_Problem statement_
For the data below, restate word for word only the lines from the line containing "Practice step: locate the wooden step" through the line containing "Practice step: locate the yellow sign", both ends included.

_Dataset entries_
== Segment start ==
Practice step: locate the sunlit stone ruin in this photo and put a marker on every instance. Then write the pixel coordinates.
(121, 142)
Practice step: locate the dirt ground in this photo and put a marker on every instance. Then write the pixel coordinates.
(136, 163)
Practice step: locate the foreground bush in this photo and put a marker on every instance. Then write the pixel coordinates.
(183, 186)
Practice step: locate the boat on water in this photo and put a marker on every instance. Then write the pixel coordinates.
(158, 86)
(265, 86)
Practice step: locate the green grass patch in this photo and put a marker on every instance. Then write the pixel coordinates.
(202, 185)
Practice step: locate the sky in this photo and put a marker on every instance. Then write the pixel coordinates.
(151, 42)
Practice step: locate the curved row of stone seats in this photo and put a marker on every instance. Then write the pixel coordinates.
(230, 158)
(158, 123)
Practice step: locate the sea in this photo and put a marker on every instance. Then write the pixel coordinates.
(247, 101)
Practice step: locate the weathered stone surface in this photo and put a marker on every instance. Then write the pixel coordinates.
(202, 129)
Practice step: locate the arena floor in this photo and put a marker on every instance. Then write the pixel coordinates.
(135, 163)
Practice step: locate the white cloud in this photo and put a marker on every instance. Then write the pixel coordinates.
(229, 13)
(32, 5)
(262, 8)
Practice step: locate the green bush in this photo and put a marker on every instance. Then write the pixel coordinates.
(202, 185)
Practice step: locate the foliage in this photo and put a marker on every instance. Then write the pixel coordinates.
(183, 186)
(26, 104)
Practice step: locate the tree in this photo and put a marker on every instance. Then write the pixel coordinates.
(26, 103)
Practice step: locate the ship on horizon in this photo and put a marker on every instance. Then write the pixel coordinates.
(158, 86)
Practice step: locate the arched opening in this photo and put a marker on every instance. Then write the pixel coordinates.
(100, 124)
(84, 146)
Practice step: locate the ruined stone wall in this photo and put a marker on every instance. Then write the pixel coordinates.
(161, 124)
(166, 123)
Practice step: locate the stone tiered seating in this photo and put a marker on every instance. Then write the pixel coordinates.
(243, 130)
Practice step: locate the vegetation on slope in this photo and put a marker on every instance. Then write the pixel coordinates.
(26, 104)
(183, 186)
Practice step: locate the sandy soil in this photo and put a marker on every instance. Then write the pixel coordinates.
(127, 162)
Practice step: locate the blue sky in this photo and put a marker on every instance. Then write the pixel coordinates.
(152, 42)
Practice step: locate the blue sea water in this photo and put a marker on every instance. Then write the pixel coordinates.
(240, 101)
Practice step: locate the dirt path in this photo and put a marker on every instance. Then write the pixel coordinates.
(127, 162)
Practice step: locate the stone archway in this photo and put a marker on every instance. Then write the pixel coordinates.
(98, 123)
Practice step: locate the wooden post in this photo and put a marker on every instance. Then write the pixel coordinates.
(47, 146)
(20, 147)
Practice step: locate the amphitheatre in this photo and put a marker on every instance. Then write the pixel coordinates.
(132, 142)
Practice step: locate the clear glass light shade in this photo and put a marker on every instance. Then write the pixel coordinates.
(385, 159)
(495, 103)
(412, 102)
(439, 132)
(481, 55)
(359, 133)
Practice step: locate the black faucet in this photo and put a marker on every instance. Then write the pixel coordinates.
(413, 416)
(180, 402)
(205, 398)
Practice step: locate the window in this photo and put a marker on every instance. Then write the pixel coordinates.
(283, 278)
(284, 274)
== Segment end ==
== Segment start ==
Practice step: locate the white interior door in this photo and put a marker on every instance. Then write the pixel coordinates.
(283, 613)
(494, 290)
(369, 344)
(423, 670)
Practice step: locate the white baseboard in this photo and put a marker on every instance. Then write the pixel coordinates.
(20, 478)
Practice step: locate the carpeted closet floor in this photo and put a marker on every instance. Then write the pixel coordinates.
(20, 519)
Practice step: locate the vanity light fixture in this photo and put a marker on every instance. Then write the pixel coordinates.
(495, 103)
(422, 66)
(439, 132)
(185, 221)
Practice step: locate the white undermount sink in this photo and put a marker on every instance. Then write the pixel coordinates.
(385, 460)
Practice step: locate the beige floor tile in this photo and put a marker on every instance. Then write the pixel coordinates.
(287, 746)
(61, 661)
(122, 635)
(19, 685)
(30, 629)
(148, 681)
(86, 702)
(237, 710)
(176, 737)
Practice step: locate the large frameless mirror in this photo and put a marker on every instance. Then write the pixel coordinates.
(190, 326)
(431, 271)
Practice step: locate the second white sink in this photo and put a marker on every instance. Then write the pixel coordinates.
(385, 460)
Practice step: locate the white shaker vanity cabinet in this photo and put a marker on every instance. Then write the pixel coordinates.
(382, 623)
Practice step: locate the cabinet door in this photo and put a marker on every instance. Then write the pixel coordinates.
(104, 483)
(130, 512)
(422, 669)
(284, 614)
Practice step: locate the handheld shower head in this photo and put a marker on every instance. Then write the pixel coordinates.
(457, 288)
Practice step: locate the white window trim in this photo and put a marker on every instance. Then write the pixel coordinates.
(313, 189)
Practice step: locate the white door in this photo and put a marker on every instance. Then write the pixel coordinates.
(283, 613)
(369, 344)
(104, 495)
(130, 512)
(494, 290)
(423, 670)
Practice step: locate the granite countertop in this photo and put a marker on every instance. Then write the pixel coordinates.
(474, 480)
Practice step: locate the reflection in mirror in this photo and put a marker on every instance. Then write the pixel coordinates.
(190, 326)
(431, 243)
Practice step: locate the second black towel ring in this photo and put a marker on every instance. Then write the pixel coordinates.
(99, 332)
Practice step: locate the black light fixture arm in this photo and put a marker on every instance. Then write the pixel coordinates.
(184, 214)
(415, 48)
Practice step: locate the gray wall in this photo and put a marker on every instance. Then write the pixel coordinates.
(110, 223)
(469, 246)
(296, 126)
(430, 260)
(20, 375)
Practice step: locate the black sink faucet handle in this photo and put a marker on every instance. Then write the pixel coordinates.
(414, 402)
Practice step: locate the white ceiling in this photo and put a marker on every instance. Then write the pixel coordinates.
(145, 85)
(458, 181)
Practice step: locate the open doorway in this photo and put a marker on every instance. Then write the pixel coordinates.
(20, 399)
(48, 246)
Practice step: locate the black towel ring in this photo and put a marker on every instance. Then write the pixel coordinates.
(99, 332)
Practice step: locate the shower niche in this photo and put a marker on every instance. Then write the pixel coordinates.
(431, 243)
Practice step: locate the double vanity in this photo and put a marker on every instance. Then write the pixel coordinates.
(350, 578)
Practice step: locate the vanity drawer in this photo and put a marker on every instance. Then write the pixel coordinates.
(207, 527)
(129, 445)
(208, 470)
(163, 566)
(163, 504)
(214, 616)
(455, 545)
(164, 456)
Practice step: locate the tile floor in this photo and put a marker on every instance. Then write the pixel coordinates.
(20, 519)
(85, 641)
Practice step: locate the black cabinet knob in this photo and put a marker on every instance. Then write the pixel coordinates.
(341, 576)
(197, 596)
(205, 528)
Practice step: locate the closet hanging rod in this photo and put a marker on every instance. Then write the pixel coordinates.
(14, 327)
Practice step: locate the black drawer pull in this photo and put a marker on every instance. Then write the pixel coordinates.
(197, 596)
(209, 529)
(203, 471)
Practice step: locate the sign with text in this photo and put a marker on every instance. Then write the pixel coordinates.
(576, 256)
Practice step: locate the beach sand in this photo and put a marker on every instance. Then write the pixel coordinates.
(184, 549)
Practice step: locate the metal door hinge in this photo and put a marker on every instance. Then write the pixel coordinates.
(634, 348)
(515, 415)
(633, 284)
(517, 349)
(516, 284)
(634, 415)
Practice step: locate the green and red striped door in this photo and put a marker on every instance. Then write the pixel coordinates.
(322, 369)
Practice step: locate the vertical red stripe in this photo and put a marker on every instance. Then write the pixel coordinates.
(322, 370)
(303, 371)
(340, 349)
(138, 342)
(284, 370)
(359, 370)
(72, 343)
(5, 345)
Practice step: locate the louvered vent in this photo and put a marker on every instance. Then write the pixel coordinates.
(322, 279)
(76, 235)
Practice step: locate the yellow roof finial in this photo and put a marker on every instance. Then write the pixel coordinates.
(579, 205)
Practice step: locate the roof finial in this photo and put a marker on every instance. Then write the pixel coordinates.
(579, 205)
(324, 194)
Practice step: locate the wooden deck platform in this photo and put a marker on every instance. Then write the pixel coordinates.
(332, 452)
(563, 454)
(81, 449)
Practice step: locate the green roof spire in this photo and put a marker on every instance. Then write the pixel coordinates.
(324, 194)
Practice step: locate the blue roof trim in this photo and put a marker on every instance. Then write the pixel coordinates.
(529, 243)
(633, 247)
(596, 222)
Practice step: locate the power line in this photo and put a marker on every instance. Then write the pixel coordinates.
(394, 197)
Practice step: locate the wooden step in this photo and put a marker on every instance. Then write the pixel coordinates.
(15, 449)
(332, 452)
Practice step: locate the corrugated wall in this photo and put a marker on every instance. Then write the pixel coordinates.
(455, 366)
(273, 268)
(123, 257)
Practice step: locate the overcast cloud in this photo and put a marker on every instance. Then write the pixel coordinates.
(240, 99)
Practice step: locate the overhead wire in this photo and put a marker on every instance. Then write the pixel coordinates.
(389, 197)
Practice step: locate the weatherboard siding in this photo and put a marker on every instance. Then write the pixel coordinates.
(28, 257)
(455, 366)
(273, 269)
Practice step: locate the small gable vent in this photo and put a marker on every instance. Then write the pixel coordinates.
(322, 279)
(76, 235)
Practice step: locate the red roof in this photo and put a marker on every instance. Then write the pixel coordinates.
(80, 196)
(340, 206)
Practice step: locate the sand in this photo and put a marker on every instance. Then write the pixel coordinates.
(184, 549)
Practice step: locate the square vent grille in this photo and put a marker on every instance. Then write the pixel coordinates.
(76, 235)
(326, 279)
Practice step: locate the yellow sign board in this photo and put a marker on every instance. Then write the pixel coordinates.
== Segment end ==
_Response to the exercise_
Practice step: locate the wooden step in this photo and put a marker on every instance. Then write the pixel coordinates.
(15, 449)
(332, 452)
Practice step: locate the corrugated wall in this photo and put a marker on every instance. Then write the pixel coordinates.
(455, 366)
(273, 268)
(123, 257)
Practice step: locate the overcast cloud in this photo and put a marker on every instance. Then write the pixel coordinates.
(240, 99)
Practice step: locate the overhead wire in this photo and put a marker on every instance. Then write the pixel coordinates.
(389, 197)
Practice step: locate the weatherboard siding in this photo and put a marker on every instance. Then write the pixel coordinates.
(28, 257)
(455, 366)
(273, 269)
Practice step: locate the small gable vent in this photo and put a marker on every instance. Then write the pixel coordinates.
(322, 279)
(76, 235)
Practice step: locate the red roof in this photo and put a marker on every instance. Then write the pixel coordinates.
(80, 196)
(340, 206)
Practice step: locate the sand in this photo and put a marker on every instance. Then write the pixel coordinates.
(184, 549)
Practice step: locate the square vent grille in this photo and put a marker on every instance. Then write the pixel coordinates.
(76, 235)
(326, 279)
Practice step: locate the yellow sign board in this photo and put a marker on every instance. Then write the pixel coordinates.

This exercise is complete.